** Problem statement **
Copy the data exactly, pictures aside.

** Free-text object descriptions **
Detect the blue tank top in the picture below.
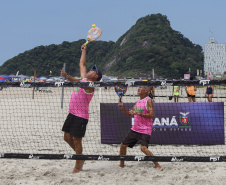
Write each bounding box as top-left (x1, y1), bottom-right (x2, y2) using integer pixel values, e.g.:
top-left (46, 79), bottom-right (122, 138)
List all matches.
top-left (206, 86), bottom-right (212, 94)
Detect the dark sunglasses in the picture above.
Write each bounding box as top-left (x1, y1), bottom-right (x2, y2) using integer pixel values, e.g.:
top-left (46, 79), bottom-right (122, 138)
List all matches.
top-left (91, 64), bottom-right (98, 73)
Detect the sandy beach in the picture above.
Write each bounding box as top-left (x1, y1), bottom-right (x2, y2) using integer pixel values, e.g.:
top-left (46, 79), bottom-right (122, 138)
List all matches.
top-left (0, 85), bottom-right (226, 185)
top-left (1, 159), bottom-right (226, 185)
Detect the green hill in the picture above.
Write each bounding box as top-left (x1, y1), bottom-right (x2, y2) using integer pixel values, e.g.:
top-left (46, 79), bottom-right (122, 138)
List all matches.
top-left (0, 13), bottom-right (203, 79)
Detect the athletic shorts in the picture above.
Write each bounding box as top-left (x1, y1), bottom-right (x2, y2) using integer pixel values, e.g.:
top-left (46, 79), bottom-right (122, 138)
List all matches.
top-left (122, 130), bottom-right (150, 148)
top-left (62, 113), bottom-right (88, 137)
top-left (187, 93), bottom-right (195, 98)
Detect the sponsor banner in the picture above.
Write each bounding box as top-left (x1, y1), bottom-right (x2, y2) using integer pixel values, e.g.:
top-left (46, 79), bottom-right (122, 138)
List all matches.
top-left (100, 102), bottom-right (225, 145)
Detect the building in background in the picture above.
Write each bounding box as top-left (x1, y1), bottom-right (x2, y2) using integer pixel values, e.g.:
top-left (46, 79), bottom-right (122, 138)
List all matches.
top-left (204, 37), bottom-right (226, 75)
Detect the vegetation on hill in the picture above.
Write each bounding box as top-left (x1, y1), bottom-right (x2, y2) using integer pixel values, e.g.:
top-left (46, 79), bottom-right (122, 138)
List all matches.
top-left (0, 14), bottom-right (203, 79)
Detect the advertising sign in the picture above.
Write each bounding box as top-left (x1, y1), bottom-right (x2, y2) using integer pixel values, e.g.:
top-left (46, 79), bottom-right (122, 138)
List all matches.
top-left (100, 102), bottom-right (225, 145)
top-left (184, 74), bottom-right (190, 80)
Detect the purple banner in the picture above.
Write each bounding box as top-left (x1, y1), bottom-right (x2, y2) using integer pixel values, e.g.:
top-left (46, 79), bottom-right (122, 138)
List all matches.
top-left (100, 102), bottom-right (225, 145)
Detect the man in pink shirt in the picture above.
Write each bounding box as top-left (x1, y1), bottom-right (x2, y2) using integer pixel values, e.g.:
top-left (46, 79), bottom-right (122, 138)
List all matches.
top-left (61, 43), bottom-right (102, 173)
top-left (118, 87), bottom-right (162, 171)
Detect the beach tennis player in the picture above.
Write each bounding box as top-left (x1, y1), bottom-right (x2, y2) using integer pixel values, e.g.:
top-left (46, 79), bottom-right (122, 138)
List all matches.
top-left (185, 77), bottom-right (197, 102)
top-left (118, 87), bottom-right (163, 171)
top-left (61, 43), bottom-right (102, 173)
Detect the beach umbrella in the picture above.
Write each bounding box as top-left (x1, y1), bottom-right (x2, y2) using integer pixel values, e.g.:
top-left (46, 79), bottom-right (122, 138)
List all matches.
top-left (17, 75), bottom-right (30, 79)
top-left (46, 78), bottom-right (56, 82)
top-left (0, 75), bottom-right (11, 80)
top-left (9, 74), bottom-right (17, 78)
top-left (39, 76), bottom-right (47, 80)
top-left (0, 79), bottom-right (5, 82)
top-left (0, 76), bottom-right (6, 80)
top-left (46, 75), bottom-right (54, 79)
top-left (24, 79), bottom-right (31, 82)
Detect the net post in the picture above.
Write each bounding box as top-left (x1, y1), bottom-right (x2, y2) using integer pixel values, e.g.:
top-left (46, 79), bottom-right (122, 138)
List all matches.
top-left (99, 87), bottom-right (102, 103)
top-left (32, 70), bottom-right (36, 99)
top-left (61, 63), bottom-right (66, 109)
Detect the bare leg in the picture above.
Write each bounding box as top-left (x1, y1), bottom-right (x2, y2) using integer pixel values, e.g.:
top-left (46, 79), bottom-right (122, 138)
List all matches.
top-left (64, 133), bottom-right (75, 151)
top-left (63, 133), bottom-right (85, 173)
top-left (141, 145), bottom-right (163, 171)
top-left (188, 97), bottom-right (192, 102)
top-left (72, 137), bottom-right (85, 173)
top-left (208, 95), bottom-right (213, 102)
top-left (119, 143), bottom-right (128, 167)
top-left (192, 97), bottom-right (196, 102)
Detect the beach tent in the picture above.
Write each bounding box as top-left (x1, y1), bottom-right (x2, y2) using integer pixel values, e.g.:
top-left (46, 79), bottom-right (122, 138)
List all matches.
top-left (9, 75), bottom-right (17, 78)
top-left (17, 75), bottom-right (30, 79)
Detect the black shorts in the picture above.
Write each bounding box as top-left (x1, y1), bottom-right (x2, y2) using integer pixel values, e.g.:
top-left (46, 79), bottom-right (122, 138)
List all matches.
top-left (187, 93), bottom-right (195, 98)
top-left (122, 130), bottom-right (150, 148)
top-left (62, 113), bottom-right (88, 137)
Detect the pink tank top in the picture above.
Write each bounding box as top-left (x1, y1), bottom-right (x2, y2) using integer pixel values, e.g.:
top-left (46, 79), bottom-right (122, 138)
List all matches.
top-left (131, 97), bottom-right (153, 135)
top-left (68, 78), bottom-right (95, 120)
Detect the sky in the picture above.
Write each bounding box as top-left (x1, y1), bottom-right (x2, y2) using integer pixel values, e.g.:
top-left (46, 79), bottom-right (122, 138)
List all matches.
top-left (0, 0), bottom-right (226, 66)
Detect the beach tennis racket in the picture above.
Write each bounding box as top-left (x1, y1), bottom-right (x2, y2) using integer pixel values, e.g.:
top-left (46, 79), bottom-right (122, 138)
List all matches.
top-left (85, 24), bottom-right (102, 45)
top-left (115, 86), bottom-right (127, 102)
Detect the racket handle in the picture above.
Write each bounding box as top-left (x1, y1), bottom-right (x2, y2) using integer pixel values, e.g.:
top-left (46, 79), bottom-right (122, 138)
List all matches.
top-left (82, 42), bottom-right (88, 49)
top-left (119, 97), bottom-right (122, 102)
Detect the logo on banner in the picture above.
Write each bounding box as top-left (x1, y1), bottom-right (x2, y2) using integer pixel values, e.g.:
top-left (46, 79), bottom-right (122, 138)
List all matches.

** Completed exercise **
Detect the blue tank top in the picture below.
Write each bounding box as top-left (x1, y1), bottom-right (x2, y2) using integer pixel values, e.g.:
top-left (46, 79), bottom-right (122, 138)
List all matches.
top-left (206, 86), bottom-right (212, 94)
Detect the dark sunglasses in the picture above.
Write each bounding box as top-left (x1, y1), bottom-right (x2, y2) using integer pixel values, e.g.:
top-left (46, 79), bottom-right (122, 138)
List all matches.
top-left (91, 64), bottom-right (98, 73)
Detect the sandy beach in the picture above.
Write each bounding box as top-left (x1, y1), bottom-right (x2, y2) using integer pixel values, e.g.:
top-left (46, 79), bottom-right (122, 138)
List all matches.
top-left (0, 85), bottom-right (226, 185)
top-left (1, 159), bottom-right (226, 185)
Detect the green hill in the picture above.
Write each bounding box as top-left (x1, y1), bottom-right (x2, y2) using integer pixel values, e.g.:
top-left (46, 79), bottom-right (122, 138)
List all matches.
top-left (0, 13), bottom-right (203, 79)
Detect the athletic shorts in the picture above.
Write each bounding box as top-left (x1, y1), bottom-right (x2, y2) using integer pixel values, e.g.:
top-left (46, 79), bottom-right (122, 138)
List all matches.
top-left (122, 130), bottom-right (150, 148)
top-left (62, 113), bottom-right (88, 137)
top-left (187, 93), bottom-right (195, 98)
Detect the sponsor banner in the picture above.
Write each bounding box as top-left (x1, y1), bottom-right (x2, y2) using integer pixel values, e.g.:
top-left (46, 79), bottom-right (122, 138)
List all matches.
top-left (100, 102), bottom-right (225, 145)
Detect the building in background in the picture above.
Write each bounding box as top-left (x1, y1), bottom-right (x2, y2) using integer pixel values, e.g.:
top-left (46, 79), bottom-right (122, 138)
List all matches.
top-left (204, 37), bottom-right (226, 75)
Detect the vegetation on hill in the picture above.
Write each bounding box as top-left (x1, y1), bottom-right (x2, y2) using integer pixel values, e.g.:
top-left (46, 79), bottom-right (122, 138)
List all matches.
top-left (0, 14), bottom-right (203, 79)
Detect the advertising sign in the picture above.
Write each bounding box as top-left (x1, y1), bottom-right (x2, y2) using integer pixel values, e.g.:
top-left (46, 79), bottom-right (122, 138)
List all matches.
top-left (100, 102), bottom-right (225, 145)
top-left (184, 74), bottom-right (190, 80)
Detect the purple banner in the picture above.
Write each bounding box as top-left (x1, y1), bottom-right (x2, y2) using integer pixel values, e.g.:
top-left (46, 79), bottom-right (122, 138)
List all matches.
top-left (100, 102), bottom-right (225, 145)
Detect the man in pink shirt in the picture above.
Write each bounding box as top-left (x1, y1), bottom-right (x2, y2) using integer pixel values, e.g.:
top-left (46, 79), bottom-right (122, 138)
List all matches.
top-left (61, 43), bottom-right (102, 173)
top-left (118, 87), bottom-right (162, 171)
Detect the beach tennis player in the picture above.
Write each bounding box as top-left (x1, y1), bottom-right (x2, y2) using integer pixel values, e.g.:
top-left (46, 79), bottom-right (122, 138)
List all matches.
top-left (185, 77), bottom-right (197, 102)
top-left (118, 87), bottom-right (163, 171)
top-left (61, 43), bottom-right (102, 173)
Detect the beach umbrella in the picture above.
Write each bounding box as top-left (x1, y1), bottom-right (x2, y2) using integer pixel values, e.g.:
top-left (46, 79), bottom-right (122, 138)
List all matches.
top-left (17, 75), bottom-right (30, 79)
top-left (46, 78), bottom-right (56, 82)
top-left (0, 75), bottom-right (11, 80)
top-left (9, 74), bottom-right (17, 78)
top-left (39, 76), bottom-right (47, 80)
top-left (0, 79), bottom-right (5, 82)
top-left (0, 76), bottom-right (6, 80)
top-left (46, 75), bottom-right (54, 79)
top-left (24, 79), bottom-right (31, 82)
Detect the net post in the picture above.
Write each bounding box as top-left (x1, y1), bottom-right (x2, y2) using integer pixel values, e.g.:
top-left (46, 79), bottom-right (122, 138)
List all matches.
top-left (99, 87), bottom-right (102, 103)
top-left (32, 70), bottom-right (36, 99)
top-left (61, 63), bottom-right (66, 109)
Detect the bare leg in the picture above.
Write each bounding box as top-left (x1, y1), bottom-right (x2, y2) using integer pixel values, e.g.:
top-left (46, 79), bottom-right (122, 138)
List all matches.
top-left (64, 133), bottom-right (75, 151)
top-left (63, 133), bottom-right (85, 173)
top-left (141, 145), bottom-right (163, 171)
top-left (188, 97), bottom-right (192, 102)
top-left (72, 137), bottom-right (85, 173)
top-left (208, 95), bottom-right (213, 102)
top-left (119, 143), bottom-right (128, 167)
top-left (192, 97), bottom-right (196, 102)
Detect the beach tent in the picture above.
Write each bounding box as top-left (x1, y1), bottom-right (x2, y2) using integer pixel values, e.g.:
top-left (46, 79), bottom-right (122, 138)
List all matches.
top-left (9, 75), bottom-right (17, 78)
top-left (17, 75), bottom-right (30, 79)
Detect the black shorts in the picture above.
Write each bounding box as top-left (x1, y1), bottom-right (x2, y2) using integer pixel values, e.g.:
top-left (46, 79), bottom-right (122, 138)
List all matches.
top-left (187, 93), bottom-right (195, 98)
top-left (122, 130), bottom-right (150, 148)
top-left (62, 113), bottom-right (88, 137)
Detect the pink tank top in the picture above.
Write each bounding box as top-left (x1, y1), bottom-right (x2, y2) using integer pixel values, e.g.:
top-left (46, 79), bottom-right (122, 138)
List all matches.
top-left (131, 97), bottom-right (153, 135)
top-left (68, 78), bottom-right (95, 120)
Detect the sky in the picture above.
Write each bounding box as top-left (x1, y1), bottom-right (x2, y2) using integer pixel values, e.g.:
top-left (46, 79), bottom-right (122, 138)
List all matches.
top-left (0, 0), bottom-right (226, 66)
Detect the beach tennis racket in the picture above.
Write each bounding box as top-left (x1, y1), bottom-right (x2, y2) using integer pixel values, e.g.:
top-left (46, 79), bottom-right (122, 138)
List all matches.
top-left (85, 24), bottom-right (102, 45)
top-left (115, 86), bottom-right (127, 102)
Detect the racket handle in the picture above.
Write each bounding box as top-left (x1, y1), bottom-right (x2, y2) using integer pixel values, e.g.:
top-left (46, 79), bottom-right (122, 138)
List all matches.
top-left (82, 42), bottom-right (88, 49)
top-left (119, 97), bottom-right (122, 102)
Detect the logo on banner in the picture above.
Write each bounding box as top-left (x1, y1), bottom-right (x2, y2) using integer pixel values, e.g.:
top-left (46, 79), bottom-right (122, 138)
List all matches.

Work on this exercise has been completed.